— TASK DETAILS —
Your task is to reproduce the material exactly.
:: DATA PROVIDED ::
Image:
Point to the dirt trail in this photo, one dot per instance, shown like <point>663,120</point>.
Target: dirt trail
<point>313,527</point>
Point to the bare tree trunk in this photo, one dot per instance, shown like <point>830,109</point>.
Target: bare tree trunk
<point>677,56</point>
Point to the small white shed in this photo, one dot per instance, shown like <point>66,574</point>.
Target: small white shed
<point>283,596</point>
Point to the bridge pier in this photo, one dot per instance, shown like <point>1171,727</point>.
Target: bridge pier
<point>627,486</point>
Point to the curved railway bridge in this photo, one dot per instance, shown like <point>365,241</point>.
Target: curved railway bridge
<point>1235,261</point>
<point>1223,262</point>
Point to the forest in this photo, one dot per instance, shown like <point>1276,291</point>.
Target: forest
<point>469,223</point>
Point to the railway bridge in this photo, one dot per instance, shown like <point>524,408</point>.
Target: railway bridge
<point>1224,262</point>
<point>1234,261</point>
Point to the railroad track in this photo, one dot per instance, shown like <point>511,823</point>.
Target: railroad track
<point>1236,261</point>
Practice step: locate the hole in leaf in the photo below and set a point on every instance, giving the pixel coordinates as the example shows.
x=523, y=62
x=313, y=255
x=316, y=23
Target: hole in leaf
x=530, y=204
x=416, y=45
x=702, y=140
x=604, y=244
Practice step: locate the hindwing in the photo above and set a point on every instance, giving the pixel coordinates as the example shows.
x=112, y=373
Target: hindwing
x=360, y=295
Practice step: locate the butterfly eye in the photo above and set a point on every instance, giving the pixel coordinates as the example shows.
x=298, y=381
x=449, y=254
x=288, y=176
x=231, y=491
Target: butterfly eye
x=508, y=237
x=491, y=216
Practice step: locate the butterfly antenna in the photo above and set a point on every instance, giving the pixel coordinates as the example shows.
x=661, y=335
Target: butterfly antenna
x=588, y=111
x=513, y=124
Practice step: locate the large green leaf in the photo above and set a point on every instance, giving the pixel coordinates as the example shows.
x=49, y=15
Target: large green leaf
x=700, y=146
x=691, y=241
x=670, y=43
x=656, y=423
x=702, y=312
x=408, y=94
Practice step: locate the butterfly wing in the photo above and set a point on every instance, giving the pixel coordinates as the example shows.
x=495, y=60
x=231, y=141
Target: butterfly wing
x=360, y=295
:::
— FINISHED TASK —
Image:
Point to the dirt trail in this photo, one dot per instance, shown like <point>663,120</point>.
Target: dirt trail
<point>313,527</point>
Point to the bare tree trunk in this photo, one dot per instance, shown like <point>830,109</point>.
Target: bare tree trunk
<point>677,56</point>
Point to the small white shed in this photo, one dot per instance, shown like <point>66,574</point>.
Target: small white shed
<point>283,596</point>
Point to the bridge pier in this photo, one dot per instance, shown like <point>1171,727</point>.
Target: bridge pier
<point>627,486</point>
Point to the curved railway bridge in this photo, one dot per instance, shown like <point>365,241</point>.
Target: curved railway bridge
<point>1235,261</point>
<point>1223,262</point>
Point to the forest in this photo, one dot per instance, shown like <point>1276,291</point>.
Target: forest
<point>469,223</point>
Point to the railway bridge in this photo, one dot per instance, shown like <point>524,408</point>.
Target: railway bridge
<point>1224,262</point>
<point>1234,261</point>
Point to the railroad track in this photo, one dot per instance, shown like <point>511,823</point>.
Target: railroad track
<point>1236,261</point>
Practice step: locate the hole in leaf in the photo below and set a point on every instance, giving the pixel coordinates as the example shows.
x=523, y=62
x=313, y=255
x=316, y=23
Target: hole in leaf
x=530, y=204
x=416, y=45
x=702, y=140
x=604, y=244
Practice step: locate the hindwing in the photo above and set a point on every instance, giving the pixel coordinates as the example shows.
x=112, y=373
Target: hindwing
x=360, y=295
Practice step: locate the butterfly eye in the photo above and set a point on every instance, giving the pixel coordinates as the example shows.
x=298, y=381
x=449, y=254
x=288, y=176
x=231, y=491
Target: butterfly eye
x=508, y=237
x=491, y=216
Practice step: locate the butterfly antenna in the photo above and set a point on every instance, giving the pixel coordinates as the example shows.
x=661, y=335
Target: butterfly antenna
x=588, y=111
x=513, y=124
Practice step: locate the large green leaf in the photo above and set a point on every instance, giving the pixel coordinates as the example shows.
x=49, y=15
Target: large green leaf
x=700, y=146
x=691, y=241
x=670, y=43
x=656, y=423
x=702, y=312
x=408, y=94
Practice step: locate the butterfly wing in the photo above and set a point on every instance, giving the pixel coordinates as the example shows.
x=495, y=60
x=231, y=141
Target: butterfly wing
x=360, y=295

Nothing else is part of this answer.